TASK DIRECTIONS
Print the full set of records below, character for character and picture-free.

Collected data
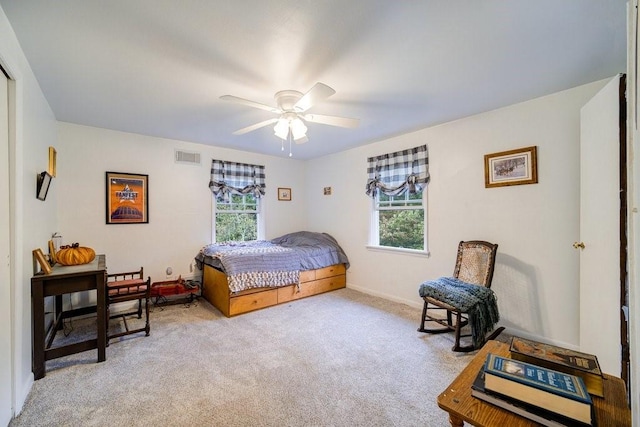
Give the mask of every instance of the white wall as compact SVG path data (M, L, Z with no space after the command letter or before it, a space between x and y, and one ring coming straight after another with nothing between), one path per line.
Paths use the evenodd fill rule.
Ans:
M165 270L190 275L198 250L211 242L211 159L265 165L266 238L307 227L304 162L238 150L59 123L58 201L63 244L79 242L106 254L109 271L143 266L152 281ZM174 149L201 153L200 166L176 164ZM149 175L149 223L105 223L105 172ZM277 200L290 187L291 202Z
M46 248L55 229L55 195L36 199L36 175L46 170L48 147L56 145L56 122L40 86L0 9L0 63L10 85L11 306L13 335L12 406L18 413L33 383L31 373L31 251ZM55 187L56 183L52 184ZM6 244L6 242L2 242ZM3 385L4 386L4 385Z
M499 244L492 289L511 333L579 344L579 111L606 80L310 161L309 224L351 260L348 286L421 306L419 284L453 273L460 240ZM427 144L429 258L366 249L366 159ZM539 183L484 188L484 155L538 146ZM333 187L332 196L322 188ZM618 333L618 331L612 331Z
M579 108L605 81L299 162L56 124L1 9L0 62L16 80L11 152L16 412L33 381L31 250L46 248L51 233L60 231L67 243L79 241L107 254L111 271L144 265L155 279L162 278L171 265L176 274L186 274L211 231L206 183L212 157L266 165L267 238L300 229L329 232L351 258L349 286L389 299L419 306L419 283L451 273L459 240L499 243L493 289L499 298L501 323L511 332L577 345L578 254L571 244L578 238ZM432 175L428 190L431 257L368 251L366 158L423 143L429 146ZM47 201L41 202L34 194L35 176L46 168L49 145L58 150L58 177ZM539 149L539 184L484 188L484 154L529 145ZM200 151L203 166L190 169L173 164L175 147ZM149 174L149 224L105 224L104 173L108 170ZM275 189L280 186L292 188L292 202L277 201ZM333 195L322 194L325 186L333 187ZM127 244L122 245L123 241Z

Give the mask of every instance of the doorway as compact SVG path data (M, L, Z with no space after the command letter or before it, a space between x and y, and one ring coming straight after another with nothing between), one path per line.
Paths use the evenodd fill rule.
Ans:
M580 111L580 350L629 386L626 76Z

EXERCISE OUTPUT
Give the mask of every instance of the white wall as compact SVG path data (M, L, Z with no space after the command letter or before it, a space between x and y, and one ring coming straight after another with nothing between), one path per line.
Paths use the evenodd fill rule.
Ans:
M165 270L190 275L198 250L211 242L211 159L265 165L266 238L307 227L304 162L238 150L59 123L58 201L63 244L79 242L106 254L109 271L143 266L152 281ZM174 149L201 153L200 166L176 164ZM149 175L149 223L105 223L105 172ZM277 200L290 187L291 202Z
M46 248L55 229L55 195L36 199L36 175L46 170L48 147L56 145L56 122L40 86L0 9L0 63L10 85L11 306L13 335L12 406L18 413L33 383L31 373L31 251ZM55 187L56 183L52 184ZM6 244L6 242L2 242ZM3 385L4 386L4 385Z
M499 244L492 289L511 333L579 344L579 111L606 80L310 161L309 224L351 260L348 286L421 306L419 284L453 273L460 240ZM427 144L429 258L366 249L366 159ZM539 183L484 188L484 155L538 146ZM333 187L332 196L322 188ZM618 333L618 331L612 331Z
M579 108L605 81L299 162L56 124L1 9L0 62L16 80L11 152L16 412L33 381L31 250L46 248L51 233L60 231L67 243L79 241L107 254L111 271L144 265L155 279L162 278L171 265L176 274L186 274L211 231L206 183L212 157L266 165L267 238L300 229L329 232L351 258L349 286L389 299L419 306L419 283L451 273L459 240L499 243L493 289L499 298L501 323L511 332L577 345L578 254L571 244L578 238ZM432 175L428 190L431 257L368 251L366 158L423 143L429 146ZM47 201L41 202L34 194L35 176L46 168L49 145L58 150L58 177ZM539 149L539 184L484 188L484 154L529 145ZM200 151L203 166L190 169L173 164L175 147ZM149 174L149 224L105 224L104 173L108 170ZM275 189L280 186L292 188L292 202L277 201ZM333 195L322 194L325 186L333 187ZM127 244L122 245L123 241Z

Give the mask of every instance of the doorway as compact SVG path data (M, L, Z with no space after the command letter or before it, a space between x and y, and one ring coming straight after another with nothing between), one path per line.
Paths use the evenodd fill rule.
Ans:
M580 111L580 350L629 386L626 76Z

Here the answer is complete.